Repete na íntegra e sem qualquer alteração o texto abaixo, a crítica ao álbum ao vivo dos Clannad.

Texto para leitura:
--------------------------------

O segredo do sucesso dos Clannad (como, de certa maneira, do sucesso de Enya, que é irmã de Maire e Ciaran Brennan e passou em tempos pelos Clannad) é também o motivo de menor aceitação da música da banda por parte de muitos dos «puristas» da música irlandesa: a fusão da música tradicional irlandesa («céltica», se se quiser usar o palavrão) com outros géneros mais ou menos nobres (aos olhos dos puristas do «celtismo»): o jazz, o rock, a pop, a - vileza maior entre as maiores - a new age. Certo: é verdade que os Clannad estragam muitas vezes a sua música (ou os temas tradicionais que levam para o reportório) adicionando saxofones, guitarras eléctricas, vozes convidadas assustadoras (neste álbum ao vivo, gravado em 1996, um tal Brian Kennedy substitui mal Bono no dueto com Maire Brennan de «In a Lifetime») e carpetes de sintetizadores cheios de azeite. E que são capazes de estuchas de rock sinfónico/medieval/foleiro como o «Robin of Sherwood Medley» que está neste álbum. Mas também é verdade que há momentos que ainda dão um arrepio na espinha (como as harmonias vocais do tradicional «Dulaman»ou, apesar da tal alcatifa de sintetizadores, «Theme From Harry's Game» - a canção que serviu de prefácio, no início dos anos 80, a muitos concertos dos U2). Se os Clannad servirem para que, através deles, se conheçam os Chieftains e a boa música irlandesa, já valeram a pena. (6/10)

--------------------------------

Linhas de dados:
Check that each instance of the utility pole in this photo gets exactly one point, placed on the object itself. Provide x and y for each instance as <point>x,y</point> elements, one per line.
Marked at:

--------------------------------

Resposta:
O segredo do sucesso dos Clannad (como, de certa maneira, do sucesso de Enya, que é irmã de Maire e Ciaran Brennan e passou em tempos pelos Clannad) é também o motivo de menor aceitação da música da banda por parte de muitos dos «puristas» da música irlandesa: a fusão da música tradicional irlandesa («céltica», se se quiser usar o palavrão) com outros géneros mais ou menos nobres (aos olhos dos puristas do «celtismo»): o jazz, o rock, a pop, a - vileza maior entre as maiores - a new age. Certo: é verdade que os Clannad estragam muitas vezes a sua música (ou os temas tradicionais que levam para o reportório) adicionando saxofones, guitarras eléctricas, vozes convidadas assustadoras (neste álbum ao vivo, gravado em 1996, um tal Brian Kennedy substitui mal Bono no dueto com Maire Brennan de «In a Lifetime») e carpetes de sintetizadores cheios de azeite. E que são capazes de estuchas de rock sinfónico/medieval/foleiro como o «Robin of Sherwood Medley» que está neste álbum. Mas também é verdade que há momentos que ainda dão um arrepio na espinha (como as harmonias vocais do tradicional «Dulaman»ou, apesar da tal alcatifa de sintetizadores, «Theme From Harry's Game» - a canção que serviu de prefácio, no início dos anos 80, a muitos concertos dos U2). Se os Clannad servirem para que, através deles, se conheçam os Chieftains e a boa música irlandesa, já valeram a pena. (6/10)